→ **Extract**:
════════

Trump said that as head of HHS, with oversight of agencies such as the Food and Drug Administration and the Centers for Disease Control and Protection, Kennedy would “restore these Agencies to the traditions of Gold Standard Scientific Research, and beacons of Transparency, to end the Chronic Disease epidemic, and to Make America Great and Healthy Again!”
During the final weeks of his presidential election campaign Trump had said he would “let [Kennedy] go wild on health, go wild on the food . . . go wild on medicines”. Drugmakers had expressed concern about the possibility of Kennedy being given a formal role in the administration.
Thanking Trump for his nomination, Kennedy wrote on X: “I look forward to working with the more than 80,000 employees at HHS to free the agencies from the smothering cloud of corporate capture so they can pursue their mission to make Americans once again the healthiest people on Earth.”
Industry groups gave Kennedy’s appointment a guarded reception, with the Consumer Brands Association, whose members include Nestlé and PepsiCo, noting that the agencies within HHS “operate under a science and risk-based mandate and it is critical that framework remains under the new administration”.

════════

Transcribe the entire passage about Kennedy's nomination to lead HHS word for word. Nothing in the lines is needed here.

Dataset entries:
════════

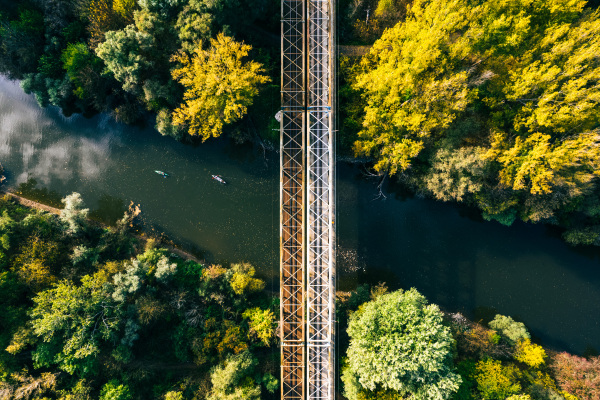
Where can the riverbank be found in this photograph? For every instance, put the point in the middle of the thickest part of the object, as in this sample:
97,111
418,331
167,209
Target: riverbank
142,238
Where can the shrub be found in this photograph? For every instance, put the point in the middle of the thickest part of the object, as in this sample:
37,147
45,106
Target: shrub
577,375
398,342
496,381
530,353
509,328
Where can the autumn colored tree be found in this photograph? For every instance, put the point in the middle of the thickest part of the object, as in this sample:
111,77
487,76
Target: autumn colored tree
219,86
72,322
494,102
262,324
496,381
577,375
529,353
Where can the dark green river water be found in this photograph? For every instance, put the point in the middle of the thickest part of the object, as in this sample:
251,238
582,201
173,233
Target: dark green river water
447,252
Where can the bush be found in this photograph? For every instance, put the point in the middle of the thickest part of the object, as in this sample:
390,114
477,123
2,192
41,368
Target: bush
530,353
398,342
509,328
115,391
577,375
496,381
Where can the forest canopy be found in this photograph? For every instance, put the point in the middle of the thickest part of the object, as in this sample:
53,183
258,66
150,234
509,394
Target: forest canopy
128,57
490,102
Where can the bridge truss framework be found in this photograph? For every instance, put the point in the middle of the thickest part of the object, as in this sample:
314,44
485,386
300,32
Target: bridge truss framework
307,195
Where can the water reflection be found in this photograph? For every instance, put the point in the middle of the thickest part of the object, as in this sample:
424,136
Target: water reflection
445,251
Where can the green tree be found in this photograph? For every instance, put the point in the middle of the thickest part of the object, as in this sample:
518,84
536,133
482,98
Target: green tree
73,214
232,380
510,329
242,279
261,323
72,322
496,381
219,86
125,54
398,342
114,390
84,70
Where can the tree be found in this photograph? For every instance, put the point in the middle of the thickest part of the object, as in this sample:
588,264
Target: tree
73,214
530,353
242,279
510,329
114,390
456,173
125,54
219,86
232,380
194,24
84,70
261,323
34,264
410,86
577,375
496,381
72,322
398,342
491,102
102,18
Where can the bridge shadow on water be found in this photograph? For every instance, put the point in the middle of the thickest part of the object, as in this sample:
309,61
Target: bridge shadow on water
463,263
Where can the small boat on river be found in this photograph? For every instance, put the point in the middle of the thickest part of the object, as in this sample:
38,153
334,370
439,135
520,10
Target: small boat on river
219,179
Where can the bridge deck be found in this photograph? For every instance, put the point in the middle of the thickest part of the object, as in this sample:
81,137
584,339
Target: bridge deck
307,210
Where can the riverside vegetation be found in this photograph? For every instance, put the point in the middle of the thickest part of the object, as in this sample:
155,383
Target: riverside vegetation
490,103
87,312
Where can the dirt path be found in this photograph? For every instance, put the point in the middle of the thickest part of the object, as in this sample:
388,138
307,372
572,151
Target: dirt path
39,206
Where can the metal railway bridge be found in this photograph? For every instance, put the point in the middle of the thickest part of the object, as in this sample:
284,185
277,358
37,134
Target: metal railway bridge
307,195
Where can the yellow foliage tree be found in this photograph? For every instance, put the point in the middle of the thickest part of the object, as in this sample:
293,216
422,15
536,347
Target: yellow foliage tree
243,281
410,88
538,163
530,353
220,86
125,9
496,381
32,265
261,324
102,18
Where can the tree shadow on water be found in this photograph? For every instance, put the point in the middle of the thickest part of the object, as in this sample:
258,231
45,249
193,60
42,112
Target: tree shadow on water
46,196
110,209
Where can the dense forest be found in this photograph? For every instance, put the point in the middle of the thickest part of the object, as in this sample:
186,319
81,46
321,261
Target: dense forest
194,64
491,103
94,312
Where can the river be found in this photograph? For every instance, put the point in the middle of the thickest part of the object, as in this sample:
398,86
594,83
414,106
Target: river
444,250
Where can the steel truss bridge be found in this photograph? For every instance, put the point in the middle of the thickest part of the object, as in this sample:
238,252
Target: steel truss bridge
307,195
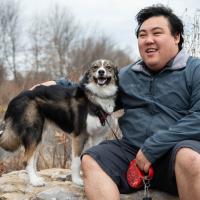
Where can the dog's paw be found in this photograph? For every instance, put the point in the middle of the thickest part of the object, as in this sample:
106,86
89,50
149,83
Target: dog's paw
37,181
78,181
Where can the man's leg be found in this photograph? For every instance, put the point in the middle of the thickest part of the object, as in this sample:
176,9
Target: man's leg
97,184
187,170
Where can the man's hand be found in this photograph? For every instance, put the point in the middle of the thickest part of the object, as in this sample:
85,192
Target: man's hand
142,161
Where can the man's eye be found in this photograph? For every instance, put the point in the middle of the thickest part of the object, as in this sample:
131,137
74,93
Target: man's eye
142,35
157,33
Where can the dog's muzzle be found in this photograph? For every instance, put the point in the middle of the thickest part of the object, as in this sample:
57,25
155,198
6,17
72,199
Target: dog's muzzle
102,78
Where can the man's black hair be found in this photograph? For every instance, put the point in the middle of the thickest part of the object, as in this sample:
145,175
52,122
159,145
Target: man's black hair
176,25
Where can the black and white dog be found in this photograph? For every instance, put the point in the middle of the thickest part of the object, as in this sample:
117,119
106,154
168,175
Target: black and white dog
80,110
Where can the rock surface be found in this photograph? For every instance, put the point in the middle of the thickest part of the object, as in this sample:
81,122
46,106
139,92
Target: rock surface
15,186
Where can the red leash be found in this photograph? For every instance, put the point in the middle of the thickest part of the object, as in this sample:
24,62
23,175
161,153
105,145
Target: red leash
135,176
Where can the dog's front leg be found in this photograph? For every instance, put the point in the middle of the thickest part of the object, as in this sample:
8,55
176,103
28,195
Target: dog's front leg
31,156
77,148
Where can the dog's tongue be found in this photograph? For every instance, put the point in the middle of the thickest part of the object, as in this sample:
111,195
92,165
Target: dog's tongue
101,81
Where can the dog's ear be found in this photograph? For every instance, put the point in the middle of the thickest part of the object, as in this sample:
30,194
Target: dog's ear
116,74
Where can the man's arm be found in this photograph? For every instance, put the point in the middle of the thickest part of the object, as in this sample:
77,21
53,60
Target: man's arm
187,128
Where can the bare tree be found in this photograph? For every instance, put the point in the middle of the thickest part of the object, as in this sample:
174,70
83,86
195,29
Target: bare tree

════════

→ **Solution**:
Trump said that as head of HHS, with oversight of agencies such as the Food and Drug Administration and the Centers for Disease Control and Protection, Kennedy would “restore these Agencies to the traditions of Gold Standard Scientific Research, and beacons of Transparency, to end the Chronic Disease epidemic, and to Make America Great and Healthy Again!”
During the final weeks of his presidential election campaign Trump had said he would “let [Kennedy] go wild on health, go wild on the food . . . go wild on medicines”. Drugmakers had expressed concern about the possibility of Kennedy being given a formal role in the administration.
Thanking Trump for his nomination, Kennedy wrote on X: “I look forward to working with the more than 80,000 employees at HHS to free the agencies from the smothering cloud of corporate capture so they can pursue their mission to make Americans once again the healthiest people on Earth.”
Industry groups gave Kennedy’s appointment a guarded reception, with the Consumer Brands Association, whose members include Nestlé and PepsiCo, noting that the agencies within HHS “operate under a science and risk-based mandate and it is critical that framework remains under the new administration”.